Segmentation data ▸
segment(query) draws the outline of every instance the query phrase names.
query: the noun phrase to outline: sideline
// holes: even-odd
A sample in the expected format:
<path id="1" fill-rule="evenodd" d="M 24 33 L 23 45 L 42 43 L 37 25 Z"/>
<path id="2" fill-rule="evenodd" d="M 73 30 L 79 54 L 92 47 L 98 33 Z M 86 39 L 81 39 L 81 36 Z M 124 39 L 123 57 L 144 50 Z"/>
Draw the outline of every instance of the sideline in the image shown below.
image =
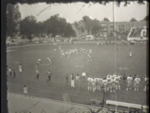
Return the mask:
<path id="1" fill-rule="evenodd" d="M 20 96 L 20 97 L 23 97 L 23 98 L 25 97 L 23 94 L 7 91 L 7 96 L 9 96 L 9 95 L 16 95 L 16 96 Z M 72 103 L 72 102 L 65 102 L 65 101 L 61 101 L 61 100 L 49 99 L 49 98 L 44 98 L 44 97 L 35 97 L 35 96 L 31 96 L 31 95 L 28 95 L 27 97 L 29 99 L 42 100 L 42 101 L 45 101 L 45 102 L 56 102 L 56 103 L 61 103 L 61 104 L 65 104 L 65 105 L 73 105 L 73 106 L 77 106 L 77 107 L 94 108 L 94 109 L 101 108 L 101 107 L 92 106 L 92 105 L 78 104 L 78 103 Z"/>

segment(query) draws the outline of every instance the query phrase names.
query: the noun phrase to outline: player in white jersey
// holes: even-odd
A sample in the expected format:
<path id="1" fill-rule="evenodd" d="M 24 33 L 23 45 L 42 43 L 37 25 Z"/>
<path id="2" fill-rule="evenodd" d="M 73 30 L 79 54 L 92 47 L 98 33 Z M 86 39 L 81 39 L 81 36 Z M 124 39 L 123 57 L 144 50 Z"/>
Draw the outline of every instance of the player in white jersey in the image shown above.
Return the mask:
<path id="1" fill-rule="evenodd" d="M 95 92 L 95 91 L 96 91 L 96 79 L 93 78 L 91 82 L 92 82 L 92 89 L 93 89 L 93 92 Z"/>
<path id="2" fill-rule="evenodd" d="M 116 79 L 112 78 L 111 79 L 111 92 L 115 92 L 116 91 Z"/>
<path id="3" fill-rule="evenodd" d="M 87 82 L 88 82 L 88 91 L 92 91 L 92 80 L 93 78 L 88 77 Z"/>
<path id="4" fill-rule="evenodd" d="M 149 90 L 149 78 L 146 77 L 144 81 L 145 81 L 144 91 L 148 91 Z"/>
<path id="5" fill-rule="evenodd" d="M 141 78 L 137 76 L 137 77 L 134 79 L 134 84 L 133 84 L 135 91 L 139 91 L 140 82 L 141 82 Z"/>
<path id="6" fill-rule="evenodd" d="M 22 65 L 21 64 L 19 64 L 18 68 L 19 68 L 19 72 L 22 73 Z"/>
<path id="7" fill-rule="evenodd" d="M 110 76 L 107 76 L 107 91 L 112 92 L 112 80 Z"/>
<path id="8" fill-rule="evenodd" d="M 104 88 L 104 91 L 106 92 L 107 91 L 107 79 L 103 79 L 103 88 Z"/>
<path id="9" fill-rule="evenodd" d="M 101 91 L 103 85 L 103 79 L 102 78 L 95 78 L 95 79 L 96 79 L 96 89 Z"/>
<path id="10" fill-rule="evenodd" d="M 37 60 L 37 63 L 41 64 L 41 62 L 42 62 L 42 60 L 39 58 L 39 59 Z"/>
<path id="11" fill-rule="evenodd" d="M 132 83 L 133 83 L 133 77 L 128 76 L 127 77 L 127 88 L 126 88 L 126 90 L 131 90 L 132 89 Z"/>
<path id="12" fill-rule="evenodd" d="M 48 60 L 49 65 L 50 65 L 52 63 L 52 60 L 49 57 L 47 57 L 47 60 Z"/>
<path id="13" fill-rule="evenodd" d="M 116 79 L 116 89 L 117 89 L 117 90 L 120 90 L 120 88 L 121 88 L 121 86 L 120 86 L 121 76 L 118 75 L 118 76 L 116 76 L 115 79 Z"/>

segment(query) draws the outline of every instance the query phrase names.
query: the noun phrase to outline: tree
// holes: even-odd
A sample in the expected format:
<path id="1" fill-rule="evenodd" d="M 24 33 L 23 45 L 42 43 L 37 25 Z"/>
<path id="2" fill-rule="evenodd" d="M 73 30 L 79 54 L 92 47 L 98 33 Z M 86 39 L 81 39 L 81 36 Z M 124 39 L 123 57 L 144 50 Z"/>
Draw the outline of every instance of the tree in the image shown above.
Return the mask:
<path id="1" fill-rule="evenodd" d="M 19 5 L 7 5 L 7 35 L 13 39 L 13 36 L 19 33 L 21 13 L 19 11 Z"/>
<path id="2" fill-rule="evenodd" d="M 20 32 L 31 42 L 33 35 L 37 34 L 36 18 L 34 16 L 28 16 L 23 19 L 20 23 Z"/>
<path id="3" fill-rule="evenodd" d="M 143 21 L 149 21 L 149 15 L 147 15 L 147 16 L 143 19 Z"/>
<path id="4" fill-rule="evenodd" d="M 91 34 L 91 26 L 92 26 L 92 20 L 88 16 L 83 17 L 83 22 L 85 25 L 85 29 L 87 30 L 88 34 Z"/>
<path id="5" fill-rule="evenodd" d="M 135 18 L 132 18 L 132 19 L 130 20 L 130 22 L 137 22 L 137 20 L 136 20 Z"/>
<path id="6" fill-rule="evenodd" d="M 59 17 L 59 15 L 51 16 L 44 22 L 45 32 L 52 34 L 52 36 L 61 35 L 65 37 L 75 36 L 71 24 L 67 23 L 66 19 Z"/>
<path id="7" fill-rule="evenodd" d="M 104 18 L 105 22 L 110 22 L 110 20 L 108 18 Z"/>

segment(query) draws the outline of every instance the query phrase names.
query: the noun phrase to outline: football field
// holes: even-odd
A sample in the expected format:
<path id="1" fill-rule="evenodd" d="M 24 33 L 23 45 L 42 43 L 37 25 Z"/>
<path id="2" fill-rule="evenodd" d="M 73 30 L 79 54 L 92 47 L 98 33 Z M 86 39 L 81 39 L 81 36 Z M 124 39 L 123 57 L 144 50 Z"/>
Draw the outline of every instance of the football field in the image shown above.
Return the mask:
<path id="1" fill-rule="evenodd" d="M 86 54 L 71 55 L 69 58 L 61 56 L 59 48 L 64 51 L 72 49 L 92 50 L 91 59 Z M 132 52 L 132 56 L 129 53 Z M 97 45 L 95 43 L 76 44 L 45 44 L 7 48 L 7 65 L 16 71 L 16 78 L 8 75 L 8 91 L 22 94 L 23 86 L 29 88 L 29 95 L 69 101 L 73 103 L 91 104 L 92 99 L 102 101 L 116 100 L 122 102 L 146 105 L 146 92 L 144 78 L 147 75 L 146 45 Z M 51 64 L 46 60 L 51 58 Z M 41 64 L 37 60 L 41 59 Z M 23 72 L 18 72 L 19 64 Z M 40 76 L 36 79 L 35 69 L 38 67 Z M 47 72 L 52 72 L 51 81 Z M 142 79 L 140 91 L 126 91 L 126 82 L 122 80 L 121 90 L 111 93 L 89 92 L 87 81 L 81 78 L 75 83 L 75 88 L 66 83 L 66 76 L 71 74 L 88 73 L 88 76 L 103 77 L 107 74 L 139 75 Z"/>

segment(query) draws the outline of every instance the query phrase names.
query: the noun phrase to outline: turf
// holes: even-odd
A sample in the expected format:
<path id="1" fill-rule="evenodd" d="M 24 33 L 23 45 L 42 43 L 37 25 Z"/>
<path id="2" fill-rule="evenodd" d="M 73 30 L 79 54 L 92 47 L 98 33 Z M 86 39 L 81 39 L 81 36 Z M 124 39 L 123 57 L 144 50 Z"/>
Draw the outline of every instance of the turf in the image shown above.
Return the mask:
<path id="1" fill-rule="evenodd" d="M 91 99 L 102 101 L 103 92 L 95 93 L 87 91 L 87 82 L 83 78 L 76 83 L 76 88 L 66 84 L 65 77 L 70 74 L 87 72 L 90 76 L 106 77 L 108 73 L 115 71 L 120 75 L 139 75 L 144 78 L 147 74 L 146 45 L 96 45 L 96 44 L 62 44 L 62 49 L 85 48 L 92 49 L 92 62 L 88 62 L 86 55 L 61 57 L 58 45 L 36 45 L 8 48 L 7 64 L 16 70 L 16 78 L 8 76 L 8 90 L 23 93 L 23 85 L 29 87 L 29 95 L 64 100 L 76 103 L 90 104 Z M 56 52 L 54 52 L 56 49 Z M 116 50 L 116 53 L 115 53 Z M 129 52 L 132 51 L 132 57 Z M 115 59 L 116 56 L 116 59 Z M 47 65 L 46 58 L 52 59 L 52 64 Z M 35 65 L 41 58 L 43 65 L 39 66 L 40 78 L 36 79 Z M 18 72 L 21 62 L 23 73 Z M 47 81 L 47 71 L 51 70 L 52 79 Z M 125 81 L 122 81 L 122 89 L 116 93 L 105 93 L 105 100 L 117 100 L 129 103 L 146 105 L 146 93 L 143 92 L 144 82 L 140 85 L 140 91 L 125 91 Z"/>

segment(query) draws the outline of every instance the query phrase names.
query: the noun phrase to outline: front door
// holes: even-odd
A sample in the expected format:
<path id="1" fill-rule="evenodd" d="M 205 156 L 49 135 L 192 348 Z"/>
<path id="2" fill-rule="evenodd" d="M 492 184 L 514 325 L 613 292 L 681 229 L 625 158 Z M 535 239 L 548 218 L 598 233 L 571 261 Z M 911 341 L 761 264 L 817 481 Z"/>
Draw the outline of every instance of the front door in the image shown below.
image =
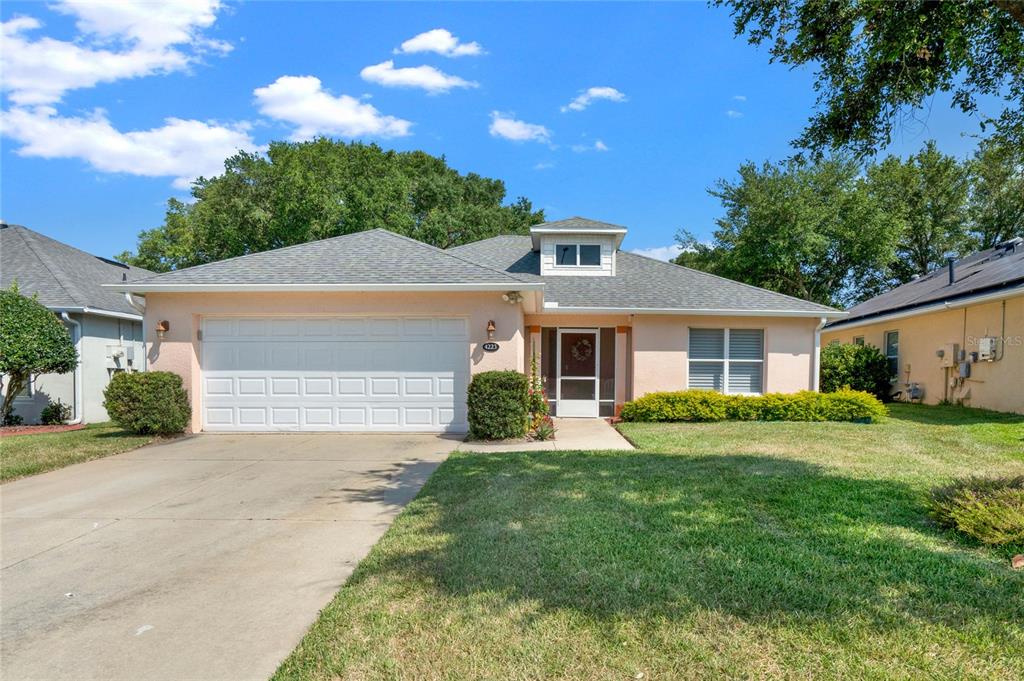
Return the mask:
<path id="1" fill-rule="evenodd" d="M 558 330 L 558 416 L 597 417 L 598 334 Z"/>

Written exercise ▸ Pick out every line in the entries above that contains the string "door" and copy each one in full. Case counts.

Final result ▸
query: the noun phrase to outline: front door
Draw the outline of every instance of the front door in the image shown below.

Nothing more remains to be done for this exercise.